§ **DATA SHOWN**
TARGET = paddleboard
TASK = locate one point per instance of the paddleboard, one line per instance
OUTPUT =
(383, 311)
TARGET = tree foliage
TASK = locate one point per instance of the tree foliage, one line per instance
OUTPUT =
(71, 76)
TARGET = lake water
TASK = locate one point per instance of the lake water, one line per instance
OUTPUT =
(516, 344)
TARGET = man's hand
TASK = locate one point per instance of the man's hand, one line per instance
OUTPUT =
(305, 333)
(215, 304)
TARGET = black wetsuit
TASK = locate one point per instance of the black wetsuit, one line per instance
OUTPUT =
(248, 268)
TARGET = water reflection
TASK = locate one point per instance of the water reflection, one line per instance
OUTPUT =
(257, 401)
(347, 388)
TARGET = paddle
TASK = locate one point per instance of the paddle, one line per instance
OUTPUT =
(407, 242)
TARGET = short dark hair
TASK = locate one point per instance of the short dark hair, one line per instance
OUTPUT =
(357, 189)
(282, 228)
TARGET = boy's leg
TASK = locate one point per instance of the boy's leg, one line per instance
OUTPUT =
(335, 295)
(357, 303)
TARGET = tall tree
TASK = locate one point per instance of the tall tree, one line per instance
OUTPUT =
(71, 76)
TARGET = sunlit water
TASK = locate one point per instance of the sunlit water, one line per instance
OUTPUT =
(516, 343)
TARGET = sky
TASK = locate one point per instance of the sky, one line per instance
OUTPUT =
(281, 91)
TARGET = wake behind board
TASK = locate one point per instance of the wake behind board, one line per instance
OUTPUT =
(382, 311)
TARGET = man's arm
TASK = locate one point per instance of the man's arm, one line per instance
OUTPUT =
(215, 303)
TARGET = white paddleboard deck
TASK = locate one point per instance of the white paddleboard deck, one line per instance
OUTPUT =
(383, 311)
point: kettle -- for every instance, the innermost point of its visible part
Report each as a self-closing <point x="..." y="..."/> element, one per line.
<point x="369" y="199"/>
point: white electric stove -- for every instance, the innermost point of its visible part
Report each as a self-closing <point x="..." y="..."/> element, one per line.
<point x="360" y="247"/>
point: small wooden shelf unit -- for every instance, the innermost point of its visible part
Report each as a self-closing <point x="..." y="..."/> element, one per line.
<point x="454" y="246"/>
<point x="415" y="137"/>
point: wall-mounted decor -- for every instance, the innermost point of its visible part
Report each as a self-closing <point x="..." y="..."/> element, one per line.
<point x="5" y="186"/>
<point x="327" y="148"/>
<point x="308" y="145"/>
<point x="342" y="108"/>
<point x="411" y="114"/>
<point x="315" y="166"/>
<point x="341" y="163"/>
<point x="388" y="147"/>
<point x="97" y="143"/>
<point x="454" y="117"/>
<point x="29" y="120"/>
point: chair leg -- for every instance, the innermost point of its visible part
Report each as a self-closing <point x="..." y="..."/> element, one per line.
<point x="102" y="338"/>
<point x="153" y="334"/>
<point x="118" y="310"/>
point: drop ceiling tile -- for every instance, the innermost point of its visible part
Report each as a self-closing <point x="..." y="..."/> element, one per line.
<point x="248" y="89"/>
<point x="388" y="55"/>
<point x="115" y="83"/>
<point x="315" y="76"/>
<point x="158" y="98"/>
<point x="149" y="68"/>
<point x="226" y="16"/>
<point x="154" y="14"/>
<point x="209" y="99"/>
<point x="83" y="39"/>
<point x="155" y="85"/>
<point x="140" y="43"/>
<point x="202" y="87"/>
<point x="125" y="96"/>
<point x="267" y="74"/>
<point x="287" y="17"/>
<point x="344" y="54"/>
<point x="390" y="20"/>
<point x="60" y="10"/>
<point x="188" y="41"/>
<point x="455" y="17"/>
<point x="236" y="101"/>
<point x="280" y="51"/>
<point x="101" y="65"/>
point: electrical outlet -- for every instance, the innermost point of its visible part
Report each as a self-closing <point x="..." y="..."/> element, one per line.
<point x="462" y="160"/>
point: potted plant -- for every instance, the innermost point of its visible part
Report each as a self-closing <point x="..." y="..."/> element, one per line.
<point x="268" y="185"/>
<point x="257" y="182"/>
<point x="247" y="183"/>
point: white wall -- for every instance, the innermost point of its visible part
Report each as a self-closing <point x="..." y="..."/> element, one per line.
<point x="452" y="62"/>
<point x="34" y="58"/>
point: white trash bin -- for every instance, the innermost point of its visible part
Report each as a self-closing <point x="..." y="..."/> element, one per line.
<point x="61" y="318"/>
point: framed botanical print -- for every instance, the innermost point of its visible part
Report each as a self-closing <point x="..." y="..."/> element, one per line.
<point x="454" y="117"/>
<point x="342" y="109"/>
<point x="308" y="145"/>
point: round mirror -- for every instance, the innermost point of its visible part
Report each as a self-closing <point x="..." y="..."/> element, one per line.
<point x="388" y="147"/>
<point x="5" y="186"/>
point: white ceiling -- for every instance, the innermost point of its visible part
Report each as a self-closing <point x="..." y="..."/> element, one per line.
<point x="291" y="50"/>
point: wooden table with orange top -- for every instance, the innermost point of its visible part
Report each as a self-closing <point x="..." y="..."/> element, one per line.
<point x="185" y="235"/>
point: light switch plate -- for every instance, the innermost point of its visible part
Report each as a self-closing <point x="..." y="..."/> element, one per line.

§ **WORK TO COMPLETE**
Your task is to transcribe the line containing "point: potted plant" and every line after it, through the last line of the data, exactly as written and with nothing more.

§ **SOLUTION FOR THIS PROBLEM**
point: potted plant -- for every instance, the innermost point of its visible part
Report each as a self-closing <point x="..." y="..."/> element, one per line.
<point x="268" y="185"/>
<point x="257" y="182"/>
<point x="247" y="183"/>
point: white wall -- for every instance, the innermost point of its visible part
Report each as a self-closing <point x="..." y="..."/> element, one per line.
<point x="452" y="62"/>
<point x="34" y="58"/>
point: white trash bin -- for every instance, the innermost point of its visible part
Report each as a self-closing <point x="..." y="..."/> element, one per line.
<point x="61" y="318"/>
point: framed botanical print -- for every instance, the innermost point of its visible part
Report each as a self-closing <point x="..." y="..."/> element, one per line.
<point x="454" y="117"/>
<point x="342" y="109"/>
<point x="308" y="145"/>
point: round mirror -- for every instance, the innermost point of its visible part
Report each as a self-closing <point x="..." y="..."/> element, one per line.
<point x="388" y="147"/>
<point x="5" y="186"/>
point: white ceiling -- for every instance, the innermost point of its visible part
Report each as a self-closing <point x="..." y="..."/> element, one per line.
<point x="291" y="50"/>
point: wooden table with orange top -- for every instance, the innermost point of its visible part
Report each as a self-closing <point x="..." y="..."/> element, one per line.
<point x="185" y="235"/>
point: light switch plate -- for every instance, the innermost point of its visible part
Report each as a self-closing <point x="..." y="..."/> element, one per line.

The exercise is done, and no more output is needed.